Arrange the listing below as a Markdown table with the columns "No." and "Entry", one line per row and no blank lines. Begin at the line that has "instances of colonial" and stop after the line that has "[[321, 171, 348, 185], [649, 178, 664, 197]]".
#####
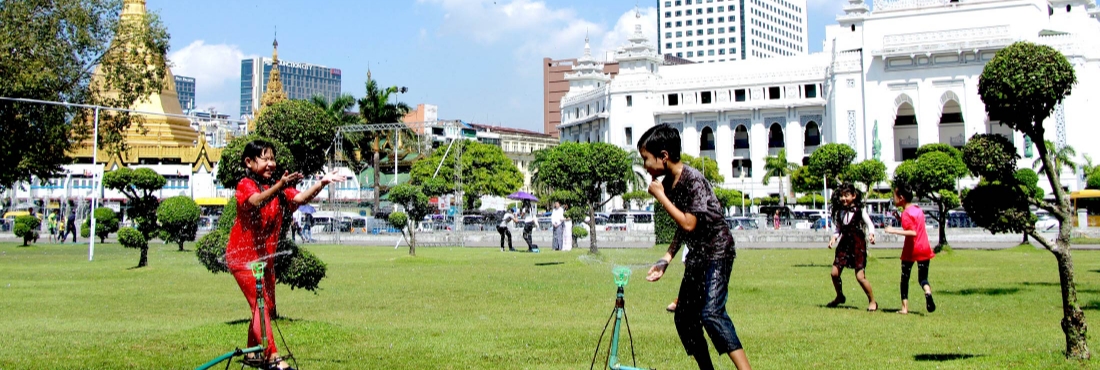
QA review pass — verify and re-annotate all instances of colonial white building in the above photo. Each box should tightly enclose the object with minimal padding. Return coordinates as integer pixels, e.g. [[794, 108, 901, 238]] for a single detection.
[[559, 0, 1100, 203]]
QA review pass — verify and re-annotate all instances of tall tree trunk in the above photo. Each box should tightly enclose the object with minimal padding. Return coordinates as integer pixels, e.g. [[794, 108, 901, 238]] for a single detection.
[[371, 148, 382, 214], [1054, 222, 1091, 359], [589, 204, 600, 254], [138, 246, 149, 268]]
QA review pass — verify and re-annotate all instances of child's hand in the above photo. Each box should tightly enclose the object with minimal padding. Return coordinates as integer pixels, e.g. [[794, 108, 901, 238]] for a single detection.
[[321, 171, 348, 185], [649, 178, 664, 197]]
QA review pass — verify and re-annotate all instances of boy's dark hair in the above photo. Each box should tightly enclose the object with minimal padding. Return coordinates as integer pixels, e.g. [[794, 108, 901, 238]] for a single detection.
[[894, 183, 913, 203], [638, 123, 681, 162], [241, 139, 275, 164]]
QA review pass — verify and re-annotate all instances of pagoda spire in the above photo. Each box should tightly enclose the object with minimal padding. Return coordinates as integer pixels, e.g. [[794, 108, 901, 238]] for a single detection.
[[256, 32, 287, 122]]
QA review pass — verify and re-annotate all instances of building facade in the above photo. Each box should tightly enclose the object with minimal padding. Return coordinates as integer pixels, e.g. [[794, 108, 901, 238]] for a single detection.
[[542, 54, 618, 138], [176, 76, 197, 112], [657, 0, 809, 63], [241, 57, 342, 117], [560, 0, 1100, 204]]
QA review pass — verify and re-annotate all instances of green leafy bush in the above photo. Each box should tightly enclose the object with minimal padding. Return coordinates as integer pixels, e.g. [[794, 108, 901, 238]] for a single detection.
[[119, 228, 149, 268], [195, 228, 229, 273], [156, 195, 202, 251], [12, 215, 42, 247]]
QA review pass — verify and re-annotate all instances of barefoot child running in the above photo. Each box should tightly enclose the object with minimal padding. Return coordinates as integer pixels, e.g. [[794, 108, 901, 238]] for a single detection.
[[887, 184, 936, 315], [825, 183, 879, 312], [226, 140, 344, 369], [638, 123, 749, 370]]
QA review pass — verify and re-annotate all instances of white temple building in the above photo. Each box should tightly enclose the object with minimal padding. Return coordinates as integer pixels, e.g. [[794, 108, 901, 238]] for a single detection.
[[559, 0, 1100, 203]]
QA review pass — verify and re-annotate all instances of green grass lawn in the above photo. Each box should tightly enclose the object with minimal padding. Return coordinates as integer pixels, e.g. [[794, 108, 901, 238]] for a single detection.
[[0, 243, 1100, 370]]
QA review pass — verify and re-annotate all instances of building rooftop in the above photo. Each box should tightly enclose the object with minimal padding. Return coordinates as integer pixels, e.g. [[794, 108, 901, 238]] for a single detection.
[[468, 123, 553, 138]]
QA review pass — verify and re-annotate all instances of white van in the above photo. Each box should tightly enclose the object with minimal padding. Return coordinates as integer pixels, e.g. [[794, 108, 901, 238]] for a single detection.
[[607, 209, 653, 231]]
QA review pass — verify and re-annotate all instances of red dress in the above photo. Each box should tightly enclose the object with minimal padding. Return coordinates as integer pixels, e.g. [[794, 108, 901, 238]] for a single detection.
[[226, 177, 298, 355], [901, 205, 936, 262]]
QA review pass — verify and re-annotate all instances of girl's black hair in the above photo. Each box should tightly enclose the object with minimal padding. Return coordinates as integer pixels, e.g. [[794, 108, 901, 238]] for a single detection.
#####
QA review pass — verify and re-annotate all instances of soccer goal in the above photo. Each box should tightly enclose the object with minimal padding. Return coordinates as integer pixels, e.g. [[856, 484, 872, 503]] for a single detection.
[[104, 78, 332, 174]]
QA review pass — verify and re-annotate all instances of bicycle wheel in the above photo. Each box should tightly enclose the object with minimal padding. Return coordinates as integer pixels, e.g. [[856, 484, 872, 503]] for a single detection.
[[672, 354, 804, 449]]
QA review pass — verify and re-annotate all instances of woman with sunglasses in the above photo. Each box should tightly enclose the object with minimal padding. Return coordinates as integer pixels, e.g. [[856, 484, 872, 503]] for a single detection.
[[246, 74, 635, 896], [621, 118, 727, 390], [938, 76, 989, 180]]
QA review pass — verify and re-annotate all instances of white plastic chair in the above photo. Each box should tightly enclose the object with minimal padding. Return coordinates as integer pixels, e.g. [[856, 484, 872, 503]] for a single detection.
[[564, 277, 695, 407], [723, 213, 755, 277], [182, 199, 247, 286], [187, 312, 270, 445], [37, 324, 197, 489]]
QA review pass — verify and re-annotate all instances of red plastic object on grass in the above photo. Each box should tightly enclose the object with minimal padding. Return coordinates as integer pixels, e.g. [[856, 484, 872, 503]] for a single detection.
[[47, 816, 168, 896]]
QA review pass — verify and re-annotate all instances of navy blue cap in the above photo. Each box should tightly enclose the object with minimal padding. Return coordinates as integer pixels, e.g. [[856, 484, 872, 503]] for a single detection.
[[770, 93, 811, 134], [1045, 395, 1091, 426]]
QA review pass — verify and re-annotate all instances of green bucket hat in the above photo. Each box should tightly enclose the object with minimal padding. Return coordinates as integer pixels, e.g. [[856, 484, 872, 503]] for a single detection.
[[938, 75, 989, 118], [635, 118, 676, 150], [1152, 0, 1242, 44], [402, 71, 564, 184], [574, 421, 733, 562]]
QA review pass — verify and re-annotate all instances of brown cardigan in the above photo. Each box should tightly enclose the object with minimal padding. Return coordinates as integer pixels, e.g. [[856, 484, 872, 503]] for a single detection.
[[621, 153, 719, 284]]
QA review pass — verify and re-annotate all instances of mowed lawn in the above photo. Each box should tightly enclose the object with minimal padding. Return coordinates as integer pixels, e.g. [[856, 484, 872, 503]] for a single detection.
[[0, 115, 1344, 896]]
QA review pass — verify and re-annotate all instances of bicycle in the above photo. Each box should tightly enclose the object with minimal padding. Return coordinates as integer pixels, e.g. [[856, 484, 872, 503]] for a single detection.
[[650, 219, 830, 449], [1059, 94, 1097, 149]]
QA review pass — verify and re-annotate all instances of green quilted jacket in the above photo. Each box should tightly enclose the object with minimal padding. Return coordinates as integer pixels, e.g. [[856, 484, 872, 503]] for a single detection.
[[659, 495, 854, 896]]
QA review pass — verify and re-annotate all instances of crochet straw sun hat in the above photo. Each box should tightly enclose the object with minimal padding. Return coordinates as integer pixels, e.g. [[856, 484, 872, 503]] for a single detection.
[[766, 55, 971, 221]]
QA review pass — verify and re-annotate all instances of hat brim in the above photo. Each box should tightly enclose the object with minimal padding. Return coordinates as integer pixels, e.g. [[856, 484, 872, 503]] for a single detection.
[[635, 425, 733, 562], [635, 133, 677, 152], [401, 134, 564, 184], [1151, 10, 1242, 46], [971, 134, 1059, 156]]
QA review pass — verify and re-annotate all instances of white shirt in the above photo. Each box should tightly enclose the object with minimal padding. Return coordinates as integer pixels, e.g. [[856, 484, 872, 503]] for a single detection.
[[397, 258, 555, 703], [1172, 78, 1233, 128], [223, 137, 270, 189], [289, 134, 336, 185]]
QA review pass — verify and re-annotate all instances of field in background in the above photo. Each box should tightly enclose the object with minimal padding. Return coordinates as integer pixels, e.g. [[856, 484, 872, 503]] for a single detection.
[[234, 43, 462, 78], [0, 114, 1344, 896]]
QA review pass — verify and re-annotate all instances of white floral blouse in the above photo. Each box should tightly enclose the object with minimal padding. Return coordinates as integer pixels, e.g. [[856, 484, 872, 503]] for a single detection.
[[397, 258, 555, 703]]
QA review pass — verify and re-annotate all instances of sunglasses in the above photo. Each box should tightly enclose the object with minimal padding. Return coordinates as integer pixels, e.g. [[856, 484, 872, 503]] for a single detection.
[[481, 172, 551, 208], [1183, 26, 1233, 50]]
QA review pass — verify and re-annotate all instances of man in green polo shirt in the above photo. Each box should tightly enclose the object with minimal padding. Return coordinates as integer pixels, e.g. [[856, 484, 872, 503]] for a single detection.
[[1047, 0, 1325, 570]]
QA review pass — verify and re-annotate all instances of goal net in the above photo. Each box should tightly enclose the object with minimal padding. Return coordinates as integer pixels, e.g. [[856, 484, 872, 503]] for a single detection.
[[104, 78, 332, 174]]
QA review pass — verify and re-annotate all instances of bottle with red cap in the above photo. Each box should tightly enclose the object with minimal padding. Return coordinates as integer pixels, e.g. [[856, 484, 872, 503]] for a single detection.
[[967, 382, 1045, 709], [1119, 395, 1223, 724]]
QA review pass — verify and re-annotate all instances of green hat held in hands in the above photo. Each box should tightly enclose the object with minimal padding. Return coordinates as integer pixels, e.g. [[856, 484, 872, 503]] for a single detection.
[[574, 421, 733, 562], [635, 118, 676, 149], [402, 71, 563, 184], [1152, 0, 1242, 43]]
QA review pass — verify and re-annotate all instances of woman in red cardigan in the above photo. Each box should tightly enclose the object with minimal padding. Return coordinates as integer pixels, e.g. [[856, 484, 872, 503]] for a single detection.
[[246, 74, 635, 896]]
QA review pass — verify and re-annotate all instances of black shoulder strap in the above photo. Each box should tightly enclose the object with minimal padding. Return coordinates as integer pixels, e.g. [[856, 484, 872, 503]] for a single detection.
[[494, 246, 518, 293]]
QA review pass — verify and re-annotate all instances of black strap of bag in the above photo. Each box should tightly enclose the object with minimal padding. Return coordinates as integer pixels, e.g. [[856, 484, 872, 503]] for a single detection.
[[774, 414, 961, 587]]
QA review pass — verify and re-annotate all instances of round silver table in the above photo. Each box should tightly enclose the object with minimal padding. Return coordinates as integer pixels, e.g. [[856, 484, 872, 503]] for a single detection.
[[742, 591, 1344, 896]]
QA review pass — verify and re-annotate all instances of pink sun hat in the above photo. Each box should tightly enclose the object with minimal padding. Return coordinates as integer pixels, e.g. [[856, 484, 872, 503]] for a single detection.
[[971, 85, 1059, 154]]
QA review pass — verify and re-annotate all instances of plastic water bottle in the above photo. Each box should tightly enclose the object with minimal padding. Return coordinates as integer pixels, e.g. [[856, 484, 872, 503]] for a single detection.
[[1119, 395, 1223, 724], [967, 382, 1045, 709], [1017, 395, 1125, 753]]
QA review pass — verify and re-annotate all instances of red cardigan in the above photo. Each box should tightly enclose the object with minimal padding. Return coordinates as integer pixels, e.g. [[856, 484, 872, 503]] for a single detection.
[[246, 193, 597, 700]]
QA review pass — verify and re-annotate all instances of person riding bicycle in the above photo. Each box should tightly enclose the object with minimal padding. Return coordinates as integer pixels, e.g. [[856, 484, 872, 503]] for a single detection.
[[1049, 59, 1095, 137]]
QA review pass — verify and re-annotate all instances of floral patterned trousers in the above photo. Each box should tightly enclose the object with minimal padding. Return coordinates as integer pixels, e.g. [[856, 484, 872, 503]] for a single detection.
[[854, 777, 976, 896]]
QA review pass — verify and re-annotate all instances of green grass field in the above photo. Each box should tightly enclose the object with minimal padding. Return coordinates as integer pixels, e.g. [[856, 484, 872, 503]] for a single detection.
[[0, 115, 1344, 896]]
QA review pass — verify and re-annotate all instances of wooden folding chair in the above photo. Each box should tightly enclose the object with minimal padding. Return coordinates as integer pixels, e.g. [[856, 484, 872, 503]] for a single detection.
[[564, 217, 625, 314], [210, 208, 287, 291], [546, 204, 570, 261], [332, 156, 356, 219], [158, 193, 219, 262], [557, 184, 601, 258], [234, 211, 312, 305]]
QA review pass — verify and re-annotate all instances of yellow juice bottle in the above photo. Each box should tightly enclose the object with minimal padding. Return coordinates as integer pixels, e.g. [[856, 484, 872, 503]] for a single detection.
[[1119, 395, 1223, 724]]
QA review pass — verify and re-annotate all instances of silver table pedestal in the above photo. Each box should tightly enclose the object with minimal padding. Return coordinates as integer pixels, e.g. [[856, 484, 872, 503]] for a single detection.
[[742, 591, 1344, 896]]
#####
Answer to the task |
| No. | Entry |
|---|---|
| 1 | QA review pass — verify and re-annotate all instances of colonial white building in the above photo. Each box should tightly enclose the object with minimal padding. Return coordinates as integer pixels, e.g. [[794, 108, 901, 238]] for a single detection. |
| 2 | [[559, 0, 1100, 203]] |
| 3 | QA review pass — verify and re-annotate all instances of tall tree trunk in the above photo. Each box should tightly enclose the object with minimal padding. Return coordinates as integer pixels, e.g. [[794, 108, 901, 238]] for a single detection. |
| 4 | [[371, 148, 382, 214], [1054, 222, 1091, 359], [589, 204, 600, 254], [138, 246, 149, 268]] |
| 5 | QA review pass — verify and re-annotate all instances of child's hand in the above photo. Each box should tightly enclose the object with minimal padding. Return coordinates as integer pixels, e.g. [[794, 108, 901, 238]] for a single detection. |
| 6 | [[321, 171, 348, 185], [649, 178, 664, 197]] |